— INSTRUCTIONS TO FOLLOW —
Reproduce each line of the items below verbatim, leaving out the pictures.

Collected data:

>>>>

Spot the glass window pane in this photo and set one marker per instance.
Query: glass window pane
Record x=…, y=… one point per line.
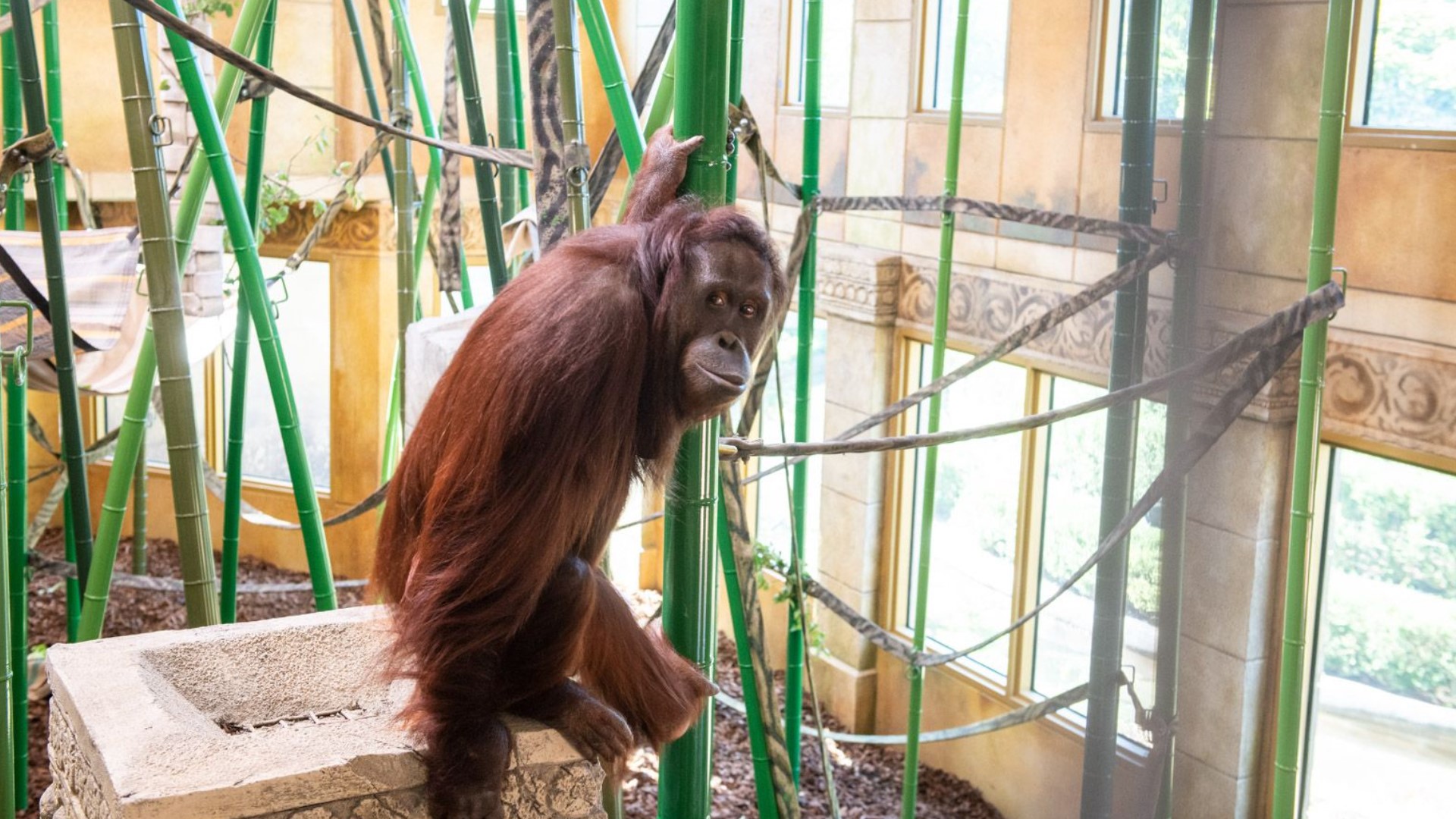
x=777, y=426
x=1385, y=710
x=984, y=55
x=977, y=488
x=303, y=330
x=837, y=42
x=1069, y=535
x=1172, y=58
x=1410, y=63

<<<<

— ANSWER TO THE PROBLEM —
Spot the glass window pane in this photo and set one marker per instance.
Query: glass window pane
Record x=…, y=… one point per line.
x=777, y=426
x=1385, y=710
x=984, y=55
x=977, y=488
x=303, y=330
x=837, y=42
x=1069, y=535
x=1172, y=58
x=1410, y=63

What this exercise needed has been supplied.